*Task to carry out*:
Two lines mark the range in the entries below: the one holding "Target: tree" and the one holding "Locate the bicycle;". Set down those two and all lines between them, exactly.
##### Dataset extract
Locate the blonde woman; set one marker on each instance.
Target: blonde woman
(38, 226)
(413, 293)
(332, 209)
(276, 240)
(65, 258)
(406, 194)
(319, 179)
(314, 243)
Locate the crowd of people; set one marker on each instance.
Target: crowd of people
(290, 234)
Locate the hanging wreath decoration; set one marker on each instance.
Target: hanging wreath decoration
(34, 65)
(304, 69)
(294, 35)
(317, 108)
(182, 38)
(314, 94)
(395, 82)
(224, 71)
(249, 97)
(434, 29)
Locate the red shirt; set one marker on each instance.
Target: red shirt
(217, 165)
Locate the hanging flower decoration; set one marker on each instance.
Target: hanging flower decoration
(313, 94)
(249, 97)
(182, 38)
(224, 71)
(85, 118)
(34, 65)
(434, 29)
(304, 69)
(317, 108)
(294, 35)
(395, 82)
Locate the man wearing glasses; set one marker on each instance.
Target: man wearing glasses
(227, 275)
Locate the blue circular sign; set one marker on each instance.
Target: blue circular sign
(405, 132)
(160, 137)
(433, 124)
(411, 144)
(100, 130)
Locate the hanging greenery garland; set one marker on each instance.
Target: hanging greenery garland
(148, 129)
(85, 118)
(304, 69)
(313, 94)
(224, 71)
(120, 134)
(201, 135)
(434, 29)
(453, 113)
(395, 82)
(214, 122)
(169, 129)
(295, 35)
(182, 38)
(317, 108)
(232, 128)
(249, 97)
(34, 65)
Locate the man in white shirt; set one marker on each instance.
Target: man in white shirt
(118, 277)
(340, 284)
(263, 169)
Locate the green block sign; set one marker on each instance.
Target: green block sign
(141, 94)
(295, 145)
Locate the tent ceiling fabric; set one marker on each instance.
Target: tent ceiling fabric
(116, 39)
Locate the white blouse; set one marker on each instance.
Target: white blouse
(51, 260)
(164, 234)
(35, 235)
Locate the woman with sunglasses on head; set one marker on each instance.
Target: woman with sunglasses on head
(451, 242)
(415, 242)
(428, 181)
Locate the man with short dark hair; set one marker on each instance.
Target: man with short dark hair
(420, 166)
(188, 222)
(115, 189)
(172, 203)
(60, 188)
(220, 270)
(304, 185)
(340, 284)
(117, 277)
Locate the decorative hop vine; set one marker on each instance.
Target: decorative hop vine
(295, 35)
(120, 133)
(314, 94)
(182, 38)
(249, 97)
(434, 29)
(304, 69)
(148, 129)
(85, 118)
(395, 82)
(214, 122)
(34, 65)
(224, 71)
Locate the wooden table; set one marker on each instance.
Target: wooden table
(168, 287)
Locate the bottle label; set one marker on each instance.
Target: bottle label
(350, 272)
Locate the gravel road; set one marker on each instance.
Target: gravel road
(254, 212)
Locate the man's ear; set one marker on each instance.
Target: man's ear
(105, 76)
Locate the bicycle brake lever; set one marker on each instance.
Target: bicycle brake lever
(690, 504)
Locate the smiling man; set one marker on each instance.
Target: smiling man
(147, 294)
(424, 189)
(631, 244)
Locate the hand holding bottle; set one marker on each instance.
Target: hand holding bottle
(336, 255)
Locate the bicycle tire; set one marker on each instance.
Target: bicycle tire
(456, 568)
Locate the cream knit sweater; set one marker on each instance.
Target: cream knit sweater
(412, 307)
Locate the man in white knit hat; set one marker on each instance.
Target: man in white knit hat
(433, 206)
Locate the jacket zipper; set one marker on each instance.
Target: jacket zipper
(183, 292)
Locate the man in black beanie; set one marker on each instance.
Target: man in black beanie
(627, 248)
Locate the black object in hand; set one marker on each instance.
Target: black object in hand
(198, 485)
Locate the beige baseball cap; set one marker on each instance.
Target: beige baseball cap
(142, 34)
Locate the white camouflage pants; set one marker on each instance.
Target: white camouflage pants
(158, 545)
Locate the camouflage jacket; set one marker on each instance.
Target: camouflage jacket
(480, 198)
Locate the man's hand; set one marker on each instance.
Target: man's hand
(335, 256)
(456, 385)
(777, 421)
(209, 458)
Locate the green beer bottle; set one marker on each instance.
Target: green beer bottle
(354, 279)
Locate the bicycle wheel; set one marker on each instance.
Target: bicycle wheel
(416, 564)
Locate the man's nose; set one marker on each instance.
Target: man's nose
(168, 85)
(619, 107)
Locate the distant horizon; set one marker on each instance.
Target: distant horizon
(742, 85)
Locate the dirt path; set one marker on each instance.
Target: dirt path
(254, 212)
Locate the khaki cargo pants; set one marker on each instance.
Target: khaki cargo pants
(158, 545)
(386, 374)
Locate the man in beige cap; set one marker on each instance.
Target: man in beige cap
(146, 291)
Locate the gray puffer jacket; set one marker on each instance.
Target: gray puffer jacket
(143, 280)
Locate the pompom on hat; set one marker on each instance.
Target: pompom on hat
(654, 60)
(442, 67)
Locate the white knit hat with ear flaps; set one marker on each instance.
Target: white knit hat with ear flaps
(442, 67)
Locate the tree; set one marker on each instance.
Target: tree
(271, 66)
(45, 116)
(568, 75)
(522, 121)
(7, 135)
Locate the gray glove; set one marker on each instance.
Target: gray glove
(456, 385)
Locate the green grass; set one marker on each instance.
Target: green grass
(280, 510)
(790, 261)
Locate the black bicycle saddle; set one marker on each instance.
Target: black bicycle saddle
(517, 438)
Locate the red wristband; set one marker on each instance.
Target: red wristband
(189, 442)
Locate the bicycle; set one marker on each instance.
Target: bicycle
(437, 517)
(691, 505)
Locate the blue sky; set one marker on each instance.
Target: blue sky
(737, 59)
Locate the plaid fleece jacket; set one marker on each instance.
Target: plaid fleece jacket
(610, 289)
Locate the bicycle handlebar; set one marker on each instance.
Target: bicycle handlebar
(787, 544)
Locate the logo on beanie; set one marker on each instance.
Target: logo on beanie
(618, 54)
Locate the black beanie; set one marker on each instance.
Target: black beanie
##########
*Worked solution*:
Target: tree
(271, 66)
(45, 116)
(568, 75)
(522, 121)
(7, 135)
Locate the gray glove; set one marker on each instance.
Target: gray glove
(456, 385)
Locate the green grass; set one marker on each instance.
Target: green grass
(280, 510)
(790, 261)
Locate the black bicycle saddle; set one marker on each instance.
Target: black bicycle saddle
(517, 438)
Locate the red wristband; set one marker on each instance.
Target: red wristband
(189, 442)
Locate the bicycle; set one marker on each instance.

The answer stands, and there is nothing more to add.